Data supplied:
···

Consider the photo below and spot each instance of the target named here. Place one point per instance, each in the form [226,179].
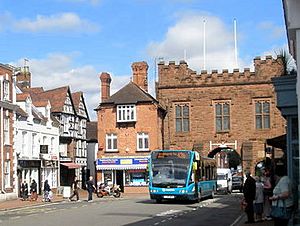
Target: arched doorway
[226,158]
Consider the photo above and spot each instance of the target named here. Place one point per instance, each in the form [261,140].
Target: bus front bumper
[172,197]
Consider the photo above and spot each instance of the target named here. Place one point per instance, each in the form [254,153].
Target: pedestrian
[47,191]
[259,199]
[268,192]
[24,190]
[33,191]
[75,189]
[90,188]
[249,196]
[282,196]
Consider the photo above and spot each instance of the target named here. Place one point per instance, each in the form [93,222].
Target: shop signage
[44,149]
[122,161]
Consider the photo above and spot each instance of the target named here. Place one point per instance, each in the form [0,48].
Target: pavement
[18,203]
[243,218]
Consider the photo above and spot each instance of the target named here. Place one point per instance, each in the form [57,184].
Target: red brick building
[8,169]
[130,126]
[214,110]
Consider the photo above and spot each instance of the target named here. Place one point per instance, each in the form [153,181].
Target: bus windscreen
[170,169]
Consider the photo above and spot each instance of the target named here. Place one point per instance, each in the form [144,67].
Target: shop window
[7,173]
[136,177]
[6,130]
[222,116]
[143,142]
[126,113]
[182,117]
[111,143]
[6,90]
[262,114]
[108,176]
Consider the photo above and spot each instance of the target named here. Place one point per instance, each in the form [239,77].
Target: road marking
[169,212]
[14,218]
[237,220]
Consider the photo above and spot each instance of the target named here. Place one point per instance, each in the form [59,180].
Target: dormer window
[6,90]
[126,113]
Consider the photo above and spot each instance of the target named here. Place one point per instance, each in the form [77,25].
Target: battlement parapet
[264,70]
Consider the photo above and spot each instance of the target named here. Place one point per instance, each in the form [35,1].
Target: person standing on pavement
[75,189]
[259,199]
[268,190]
[90,188]
[24,190]
[33,190]
[47,190]
[249,196]
[282,195]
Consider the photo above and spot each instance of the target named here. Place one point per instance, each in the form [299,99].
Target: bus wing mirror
[195,166]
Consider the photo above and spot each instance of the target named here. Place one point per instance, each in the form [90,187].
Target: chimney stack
[140,74]
[105,86]
[24,78]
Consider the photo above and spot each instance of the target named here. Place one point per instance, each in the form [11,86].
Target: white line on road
[237,220]
[169,212]
[14,218]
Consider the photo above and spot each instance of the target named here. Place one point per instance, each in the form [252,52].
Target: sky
[70,42]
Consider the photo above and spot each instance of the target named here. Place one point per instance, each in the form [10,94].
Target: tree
[234,159]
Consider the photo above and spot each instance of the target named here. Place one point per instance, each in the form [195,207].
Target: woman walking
[282,196]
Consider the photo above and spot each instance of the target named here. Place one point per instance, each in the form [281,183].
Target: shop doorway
[120,179]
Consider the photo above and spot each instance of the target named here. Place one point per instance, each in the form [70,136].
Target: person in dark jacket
[24,190]
[90,188]
[75,189]
[249,196]
[47,190]
[33,190]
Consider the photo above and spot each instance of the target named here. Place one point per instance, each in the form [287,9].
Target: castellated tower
[140,74]
[105,86]
[209,110]
[24,78]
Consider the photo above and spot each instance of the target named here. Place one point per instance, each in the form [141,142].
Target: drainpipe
[1,131]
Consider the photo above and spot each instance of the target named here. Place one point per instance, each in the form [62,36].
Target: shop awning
[122,163]
[120,167]
[70,165]
[278,142]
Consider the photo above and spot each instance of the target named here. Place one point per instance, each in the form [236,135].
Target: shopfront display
[125,172]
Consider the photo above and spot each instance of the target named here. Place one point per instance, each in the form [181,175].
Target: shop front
[130,173]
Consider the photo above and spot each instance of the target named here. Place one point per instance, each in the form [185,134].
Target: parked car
[224,180]
[237,183]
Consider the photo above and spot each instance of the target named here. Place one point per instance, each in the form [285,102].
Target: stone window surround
[262,99]
[189,116]
[223,101]
[111,137]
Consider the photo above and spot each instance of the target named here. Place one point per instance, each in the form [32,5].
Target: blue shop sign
[122,161]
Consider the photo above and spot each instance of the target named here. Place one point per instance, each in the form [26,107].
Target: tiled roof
[21,112]
[22,96]
[130,94]
[56,97]
[40,103]
[33,89]
[91,131]
[76,100]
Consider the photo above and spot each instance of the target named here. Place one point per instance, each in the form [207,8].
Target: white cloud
[92,2]
[57,70]
[187,35]
[63,22]
[274,31]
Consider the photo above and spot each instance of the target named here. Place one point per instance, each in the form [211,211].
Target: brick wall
[179,84]
[7,149]
[148,120]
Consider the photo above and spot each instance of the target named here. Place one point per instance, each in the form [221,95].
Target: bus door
[195,176]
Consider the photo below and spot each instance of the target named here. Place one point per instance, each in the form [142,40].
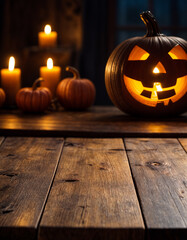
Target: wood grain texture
[93,196]
[183,142]
[96,122]
[27,167]
[159,167]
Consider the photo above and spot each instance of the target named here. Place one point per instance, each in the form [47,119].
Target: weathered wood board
[159,168]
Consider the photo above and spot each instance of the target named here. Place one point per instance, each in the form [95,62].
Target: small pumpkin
[35,99]
[75,93]
[148,75]
[2,97]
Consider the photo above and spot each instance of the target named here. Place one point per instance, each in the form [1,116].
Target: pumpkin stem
[36,83]
[75,72]
[151,24]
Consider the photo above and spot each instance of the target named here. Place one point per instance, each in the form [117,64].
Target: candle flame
[49,63]
[11,64]
[156,70]
[47,29]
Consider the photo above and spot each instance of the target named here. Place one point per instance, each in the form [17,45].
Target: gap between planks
[93,195]
[159,168]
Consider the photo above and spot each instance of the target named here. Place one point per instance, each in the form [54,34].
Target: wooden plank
[97,121]
[27,167]
[93,196]
[183,141]
[159,167]
[1,140]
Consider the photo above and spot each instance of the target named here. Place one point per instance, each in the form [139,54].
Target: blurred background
[88,31]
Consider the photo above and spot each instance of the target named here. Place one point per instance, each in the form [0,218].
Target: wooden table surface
[92,175]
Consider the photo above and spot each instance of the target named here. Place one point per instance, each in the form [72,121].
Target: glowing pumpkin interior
[151,96]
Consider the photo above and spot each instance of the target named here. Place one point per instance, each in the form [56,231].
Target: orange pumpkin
[35,99]
[75,93]
[2,97]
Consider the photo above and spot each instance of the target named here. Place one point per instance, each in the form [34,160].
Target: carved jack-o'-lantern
[148,75]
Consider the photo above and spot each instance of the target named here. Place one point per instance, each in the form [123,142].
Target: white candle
[11,81]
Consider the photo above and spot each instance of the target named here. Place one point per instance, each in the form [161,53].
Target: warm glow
[49,63]
[11,64]
[136,88]
[47,29]
[158,87]
[156,70]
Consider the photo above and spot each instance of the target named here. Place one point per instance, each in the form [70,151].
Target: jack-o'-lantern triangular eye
[178,53]
[138,53]
[159,68]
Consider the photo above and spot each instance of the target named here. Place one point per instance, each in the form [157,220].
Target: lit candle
[51,75]
[11,81]
[47,38]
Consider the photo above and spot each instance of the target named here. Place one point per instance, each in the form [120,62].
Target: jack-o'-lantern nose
[159,68]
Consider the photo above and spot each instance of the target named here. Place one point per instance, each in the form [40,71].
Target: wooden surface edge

···

From the records above, copy each line where the word "below" can be found.

Exercise output:
Consider the photo below and spot each instance of the target named here. Place one point per instance, each in the form [226,179].
Consider the photo below and spot each instance of the target named here. Place one point per instance, each in the form [142,40].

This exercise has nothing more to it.